* [Excerpted passage]

· · ·

This is after a long-dreaded wave of eviction cases arrived in New York City (NYC).

After the state’s eviction ban ended on Jan. 15, thousands of landlords’ lawsuits flooded the dockets.

More than 6,000 eviction lawsuits were filed in the city in February and 7,000 in March, according to the state Office of Court Administration.

That’s in addition to more than 200,000 eviction lawsuits filed during the pandemic, most of which were on pause until the eviction moratorium was lifted.

A stunning 685,000 of renters collectively owe an estimated $3.3 billion in back rent, according to the Community Service Society of New York.

The post-pandemic wave comes as three legal firms contracted through the city’s Office of Civil Justice say they’re facing staffing shortages and must halt taking on new low-income clients facing eviction in Housing Court.

That means thousands of New Yorkers facing eviction could be left to represent themselves.

Richard Ashley, 52, said the stakes couldn’t be higher.

The former EMT prevailed in a five-day trial in Queens Housing Court — that took more than four months to complete.

He doubted he would have been “able to cope mentally or physically” if he’d had to represent himself in the eviction case.

“With no lawyer, I don’t understand what’s happening … I’m eternally grateful. I feel for the people who don’t have anyone to represent them,” he said.

· · ·

* [Supplied information]
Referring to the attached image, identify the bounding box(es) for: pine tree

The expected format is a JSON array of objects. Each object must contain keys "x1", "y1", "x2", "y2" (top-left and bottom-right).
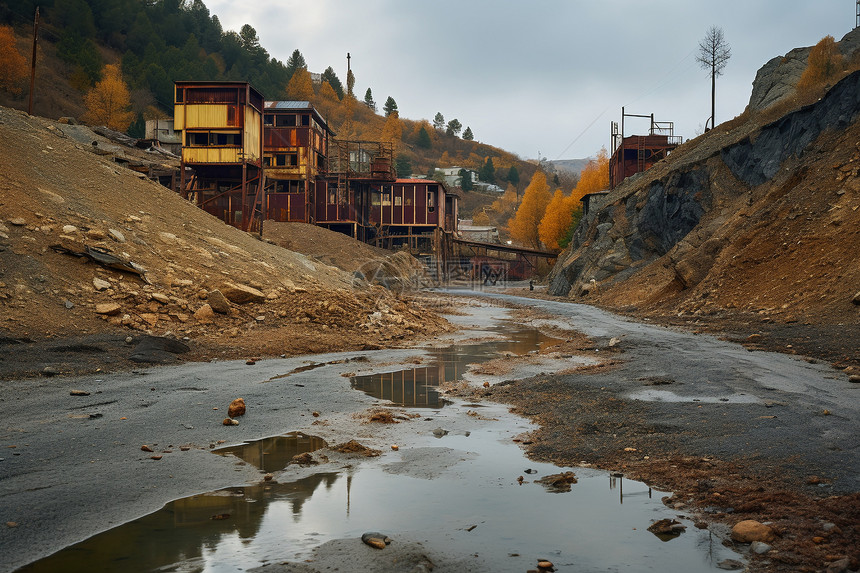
[
  {"x1": 287, "y1": 68, "x2": 314, "y2": 101},
  {"x1": 382, "y1": 96, "x2": 397, "y2": 117},
  {"x1": 286, "y1": 49, "x2": 308, "y2": 79},
  {"x1": 445, "y1": 118, "x2": 463, "y2": 137},
  {"x1": 507, "y1": 165, "x2": 520, "y2": 187},
  {"x1": 321, "y1": 66, "x2": 343, "y2": 100},
  {"x1": 82, "y1": 64, "x2": 134, "y2": 131}
]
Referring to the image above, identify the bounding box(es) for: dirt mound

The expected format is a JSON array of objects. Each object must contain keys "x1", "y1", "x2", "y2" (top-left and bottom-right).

· · ·

* [Exercise requirements]
1 – According to the passage on New York City eviction cases, on what date did the state's eviction ban end?
2 – Continue the passage on New York City eviction cases from where it stops.

* [Answers to the exercises]
1 – January 15

2 –
Ashley, who has multiple sclerosis and other severe disabilities, faced eviction in September 2020 from a supportive housing development in Queens, Institute for Community Living, where he lived for more than seven years. He won the case last month — and credited his Legal Aid Society lawyer.

“I actually lived a horror story,” Ashley said.

“If it wasn’t for [my lawyer] and her coworkers, I don’t know what I would’ve done.”

A message left with Institute for Community Living was not returned.

On Tuesday, the Legal Aid Society and New York Legal Assistance Group said new tenants facing eviction won’t be as lucky as Ashley.

The public defenders said they can’t take on a single new eviction case in Queens for all of April due to their caseloads. Housing court lawyers are juggling as many as 80 cases.

A third agency, Legal Services NYC, said it could take no more than 60 cases this month.

In March, it declined more than 475 cases in the Bronx, OCA said, where eviction rates are higher than anywhere in the state. Judges sent those cases into settlement negotiations.